What is expected —
Lines from the top of the entries through the line that has "query: man's beard" must be duplicated exactly, and no others.

Excerpted data —
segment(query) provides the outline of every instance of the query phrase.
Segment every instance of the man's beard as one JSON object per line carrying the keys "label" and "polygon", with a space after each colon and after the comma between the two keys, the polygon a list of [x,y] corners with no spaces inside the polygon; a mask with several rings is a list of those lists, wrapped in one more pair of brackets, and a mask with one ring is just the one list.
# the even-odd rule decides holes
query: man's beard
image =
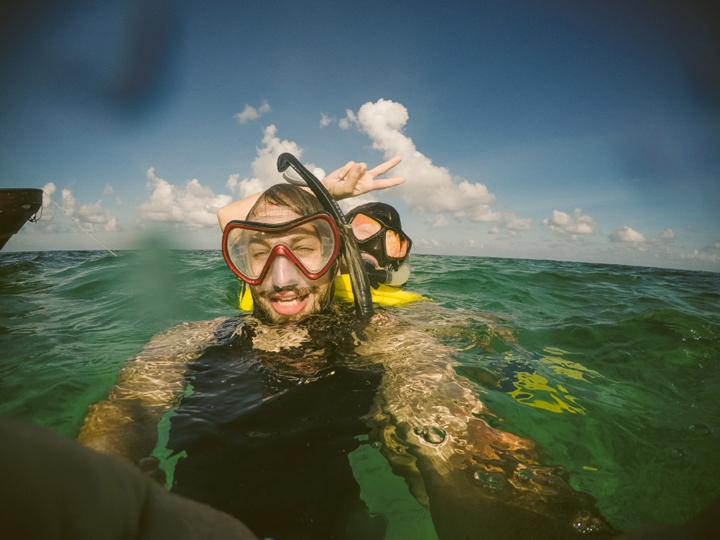
{"label": "man's beard", "polygon": [[[323,289],[325,290],[323,291]],[[283,315],[273,309],[269,299],[278,292],[277,290],[258,292],[250,287],[250,294],[253,298],[253,315],[265,323],[284,324],[301,321],[315,313],[322,313],[332,304],[335,296],[335,280],[330,280],[327,286],[293,287],[283,290],[294,291],[300,297],[312,295],[310,309],[294,315]]]}

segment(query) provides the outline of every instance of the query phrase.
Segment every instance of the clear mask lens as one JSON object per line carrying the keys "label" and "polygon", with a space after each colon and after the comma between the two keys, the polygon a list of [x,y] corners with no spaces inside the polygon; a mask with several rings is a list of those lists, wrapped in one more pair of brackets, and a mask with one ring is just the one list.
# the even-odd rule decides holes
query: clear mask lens
{"label": "clear mask lens", "polygon": [[337,256],[337,234],[329,221],[316,218],[287,230],[268,227],[231,229],[226,238],[229,263],[250,280],[259,279],[282,255],[292,260],[310,279],[333,262]]}

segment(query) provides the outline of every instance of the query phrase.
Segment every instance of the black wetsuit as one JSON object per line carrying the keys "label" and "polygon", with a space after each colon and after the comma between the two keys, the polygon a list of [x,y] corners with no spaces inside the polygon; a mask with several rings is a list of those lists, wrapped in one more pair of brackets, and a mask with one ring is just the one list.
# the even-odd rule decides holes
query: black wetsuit
{"label": "black wetsuit", "polygon": [[[335,316],[333,316],[335,317]],[[383,538],[348,454],[382,377],[351,328],[320,316],[306,346],[263,352],[246,325],[188,366],[192,393],[171,420],[173,491],[223,510],[260,538]]]}

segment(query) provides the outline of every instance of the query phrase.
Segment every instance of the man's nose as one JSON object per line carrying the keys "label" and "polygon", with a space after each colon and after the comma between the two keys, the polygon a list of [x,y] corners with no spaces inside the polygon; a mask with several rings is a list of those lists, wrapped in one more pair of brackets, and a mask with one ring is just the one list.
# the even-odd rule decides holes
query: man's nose
{"label": "man's nose", "polygon": [[295,263],[283,255],[279,255],[273,261],[272,280],[273,286],[278,288],[292,287],[300,284],[300,271]]}

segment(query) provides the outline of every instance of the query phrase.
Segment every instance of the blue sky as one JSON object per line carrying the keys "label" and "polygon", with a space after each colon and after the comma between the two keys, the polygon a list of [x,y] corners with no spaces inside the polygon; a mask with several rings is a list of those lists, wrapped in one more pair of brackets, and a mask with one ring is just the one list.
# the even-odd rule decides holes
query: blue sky
{"label": "blue sky", "polygon": [[[0,186],[110,248],[219,248],[281,151],[400,154],[418,253],[720,271],[712,2],[46,4],[3,16]],[[6,250],[98,247],[46,204]]]}

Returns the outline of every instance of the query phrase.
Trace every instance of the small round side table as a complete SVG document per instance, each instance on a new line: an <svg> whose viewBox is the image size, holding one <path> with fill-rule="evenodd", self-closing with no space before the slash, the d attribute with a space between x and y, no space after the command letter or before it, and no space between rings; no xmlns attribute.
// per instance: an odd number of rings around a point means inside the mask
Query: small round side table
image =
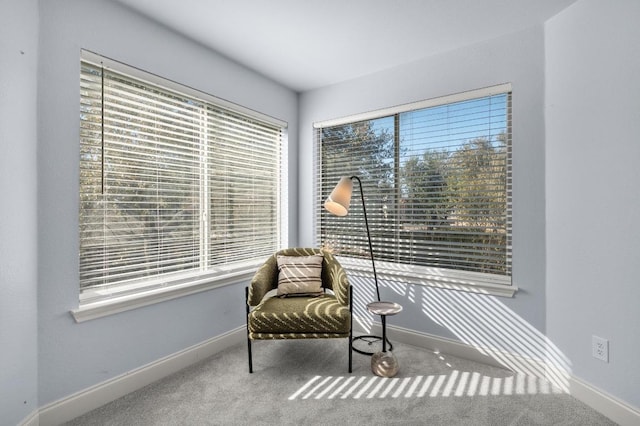
<svg viewBox="0 0 640 426"><path fill-rule="evenodd" d="M380 315L382 321L382 351L371 357L371 371L376 376L393 377L398 373L399 365L393 352L387 352L387 316L400 313L402 306L395 302L371 302L367 310Z"/></svg>

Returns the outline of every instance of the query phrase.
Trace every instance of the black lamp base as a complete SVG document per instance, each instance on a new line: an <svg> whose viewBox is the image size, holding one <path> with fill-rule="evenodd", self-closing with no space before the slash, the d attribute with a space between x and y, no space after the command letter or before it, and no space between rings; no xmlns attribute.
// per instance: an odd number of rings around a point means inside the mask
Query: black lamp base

Answer to this task —
segment(query) provides the outline of every instance of the query phrase.
Segment every instance of the man's beard as one JSON object per line carrying the keys "label" and "polygon", with a space after each colon and after the comma between the two keys, the polygon a list of [x,y] corners with no spaces inside the polygon; a mask with several rings is a list of those lists, wrapped in one more pair of brackets, and a mask with one ring is just the one list.
# the even-odd rule decides holes
query: man's beard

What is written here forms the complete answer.